**Exercise prompt:** Retype exactly the lines from the one holding "Target: shade shadow on grass" through the final line of the data, both included.

============

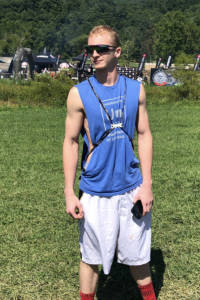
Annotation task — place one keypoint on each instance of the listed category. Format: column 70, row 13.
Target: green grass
column 39, row 254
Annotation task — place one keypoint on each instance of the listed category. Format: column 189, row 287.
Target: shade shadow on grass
column 118, row 285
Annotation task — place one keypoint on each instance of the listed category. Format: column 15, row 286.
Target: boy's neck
column 107, row 78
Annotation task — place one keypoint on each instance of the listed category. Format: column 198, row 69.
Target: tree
column 174, row 33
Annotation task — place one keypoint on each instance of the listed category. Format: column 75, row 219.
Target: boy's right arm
column 73, row 125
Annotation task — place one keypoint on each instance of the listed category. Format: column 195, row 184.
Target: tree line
column 155, row 27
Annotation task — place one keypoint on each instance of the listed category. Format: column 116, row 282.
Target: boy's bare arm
column 145, row 151
column 73, row 125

============

**Output for this exercise:**
Target: shade shadow on grass
column 118, row 285
Annotation task — place one keypoint on each instance of the listed category. Format: column 15, row 286.
Target: boy's neck
column 107, row 78
Annotation task — place one keypoint on each instance of the listed category. Format: column 198, row 69.
Target: tree
column 174, row 33
Annotation task — place one keypoint on each instance of the listed category. Format: column 75, row 219.
Target: boy's right arm
column 73, row 125
Annotation task — place one keypoint on each instance of the listed category. Format: column 195, row 184.
Target: tree line
column 155, row 27
Annotation task — place one keypoint on each instance of the listed category. Format: column 116, row 282.
Target: boy's bare arm
column 145, row 151
column 73, row 125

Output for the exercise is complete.